| REQUIRED TASK |
Rewrite the listing below, changing "white vinyl siding" to "beige vinyl siding" and keeping everything else identical. Leave the pictures out of your version.

| TASK INPUTS |
○ ○ ○ ○ ○ ○ ○

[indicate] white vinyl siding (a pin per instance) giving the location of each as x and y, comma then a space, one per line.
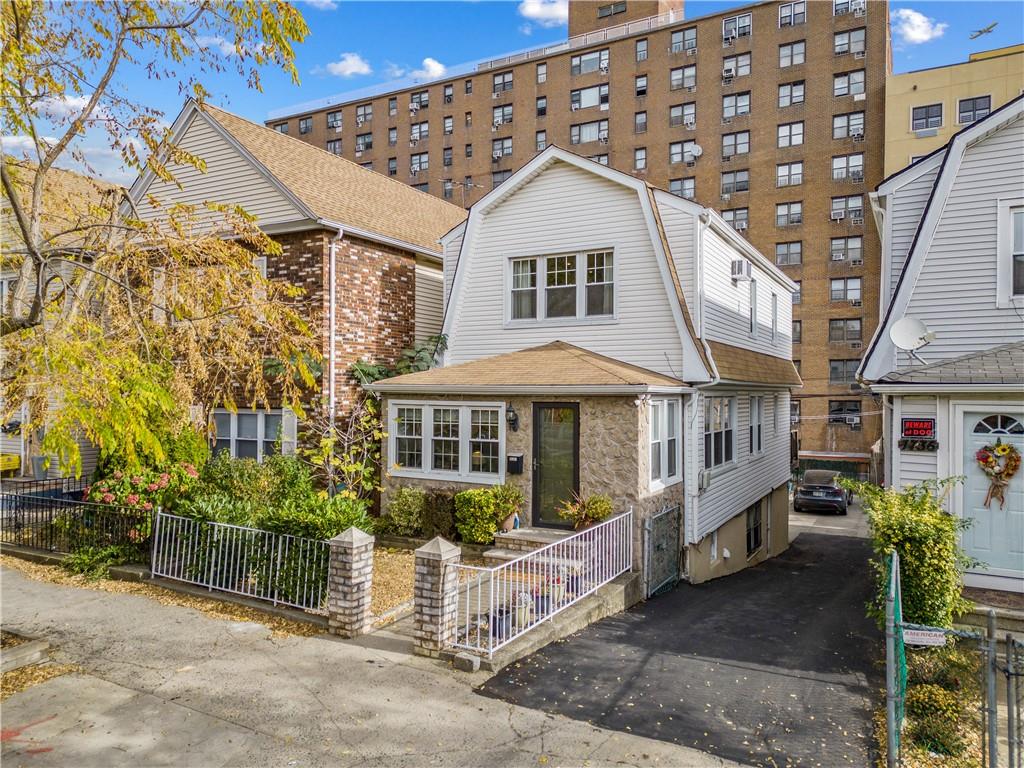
566, 210
736, 485
226, 172
429, 301
727, 302
955, 292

○ ○ ○ ○ ○ ○ ○

| SOLUTION FOR THIS PROBLEM |
[indicate] beige vinyl siding (a pin per instance) giving the location of each as x and y, comma then a space, one per line.
566, 210
736, 485
226, 172
429, 301
727, 302
955, 292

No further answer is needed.